▶ Problem to solve
Show every line of the data below that contains the word "dark", copied in full. Match case exactly.

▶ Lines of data

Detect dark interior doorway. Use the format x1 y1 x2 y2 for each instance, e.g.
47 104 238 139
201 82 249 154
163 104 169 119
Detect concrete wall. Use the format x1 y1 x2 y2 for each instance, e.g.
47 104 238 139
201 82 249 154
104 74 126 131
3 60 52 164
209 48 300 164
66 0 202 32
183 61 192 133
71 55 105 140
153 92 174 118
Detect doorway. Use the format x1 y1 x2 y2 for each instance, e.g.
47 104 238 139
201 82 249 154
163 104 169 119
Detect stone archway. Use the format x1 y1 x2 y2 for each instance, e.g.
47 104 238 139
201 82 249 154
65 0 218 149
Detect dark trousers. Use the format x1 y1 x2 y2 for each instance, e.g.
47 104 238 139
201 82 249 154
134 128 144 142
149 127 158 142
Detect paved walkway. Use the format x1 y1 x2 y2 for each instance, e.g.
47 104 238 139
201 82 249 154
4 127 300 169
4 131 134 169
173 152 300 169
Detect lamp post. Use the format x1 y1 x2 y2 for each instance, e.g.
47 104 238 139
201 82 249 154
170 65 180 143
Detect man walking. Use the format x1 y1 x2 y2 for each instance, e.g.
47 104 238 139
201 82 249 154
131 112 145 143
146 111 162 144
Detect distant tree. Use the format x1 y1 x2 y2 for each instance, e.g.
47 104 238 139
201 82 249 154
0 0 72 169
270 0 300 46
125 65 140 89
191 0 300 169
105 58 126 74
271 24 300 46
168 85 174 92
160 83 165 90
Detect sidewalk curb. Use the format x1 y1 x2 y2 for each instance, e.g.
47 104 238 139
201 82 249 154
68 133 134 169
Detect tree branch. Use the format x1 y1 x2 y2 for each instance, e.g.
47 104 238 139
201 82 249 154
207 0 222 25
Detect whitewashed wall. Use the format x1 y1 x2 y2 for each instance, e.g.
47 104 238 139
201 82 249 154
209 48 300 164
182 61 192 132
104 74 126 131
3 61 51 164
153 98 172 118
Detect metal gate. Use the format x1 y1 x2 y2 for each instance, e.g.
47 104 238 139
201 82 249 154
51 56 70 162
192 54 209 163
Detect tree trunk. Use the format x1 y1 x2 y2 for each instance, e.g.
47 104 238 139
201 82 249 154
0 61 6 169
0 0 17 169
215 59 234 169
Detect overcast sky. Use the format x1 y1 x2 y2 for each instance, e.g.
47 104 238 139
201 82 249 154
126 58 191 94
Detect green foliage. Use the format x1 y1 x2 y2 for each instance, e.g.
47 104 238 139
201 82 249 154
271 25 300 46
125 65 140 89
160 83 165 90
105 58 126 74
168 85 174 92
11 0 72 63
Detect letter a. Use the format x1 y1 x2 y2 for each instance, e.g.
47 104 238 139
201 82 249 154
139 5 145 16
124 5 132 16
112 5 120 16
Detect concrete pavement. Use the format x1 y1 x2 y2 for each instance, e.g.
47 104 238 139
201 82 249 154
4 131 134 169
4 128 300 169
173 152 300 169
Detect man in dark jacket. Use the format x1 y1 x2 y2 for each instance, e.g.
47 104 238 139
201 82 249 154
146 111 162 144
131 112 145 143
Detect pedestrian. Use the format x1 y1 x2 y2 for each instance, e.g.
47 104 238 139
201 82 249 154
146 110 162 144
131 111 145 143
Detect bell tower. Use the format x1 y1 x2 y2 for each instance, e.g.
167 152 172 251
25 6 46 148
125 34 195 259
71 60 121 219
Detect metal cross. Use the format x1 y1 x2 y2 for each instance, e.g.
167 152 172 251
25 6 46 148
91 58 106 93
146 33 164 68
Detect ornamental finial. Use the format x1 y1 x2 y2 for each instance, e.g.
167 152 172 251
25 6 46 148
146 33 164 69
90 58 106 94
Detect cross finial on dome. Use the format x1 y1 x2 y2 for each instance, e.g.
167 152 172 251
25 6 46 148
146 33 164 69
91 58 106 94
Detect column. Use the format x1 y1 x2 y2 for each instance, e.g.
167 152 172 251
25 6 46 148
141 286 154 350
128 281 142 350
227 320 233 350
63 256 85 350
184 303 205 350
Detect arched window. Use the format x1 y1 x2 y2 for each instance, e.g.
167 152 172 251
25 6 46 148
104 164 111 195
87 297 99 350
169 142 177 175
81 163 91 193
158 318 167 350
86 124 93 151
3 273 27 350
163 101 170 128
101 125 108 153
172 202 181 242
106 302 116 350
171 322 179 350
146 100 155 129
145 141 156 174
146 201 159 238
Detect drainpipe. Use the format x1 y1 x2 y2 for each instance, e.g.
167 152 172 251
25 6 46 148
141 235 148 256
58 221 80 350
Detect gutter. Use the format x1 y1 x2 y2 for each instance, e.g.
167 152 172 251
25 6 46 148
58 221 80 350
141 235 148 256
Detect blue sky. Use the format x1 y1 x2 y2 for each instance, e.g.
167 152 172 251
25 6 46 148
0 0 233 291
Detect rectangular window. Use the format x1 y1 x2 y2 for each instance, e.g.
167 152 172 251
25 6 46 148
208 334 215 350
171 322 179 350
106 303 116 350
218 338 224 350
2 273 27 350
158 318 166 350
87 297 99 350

▶ Result of the task
Detect dark interior doorway. Use the format x1 y1 x2 y2 for each instance, e.g.
Detect dark trousers. Use the format x1 y1 x2 y2 for each instance, e.g.
Detect man in dark jacket. Use the format x1 y1 x2 y2 for each instance, e.g.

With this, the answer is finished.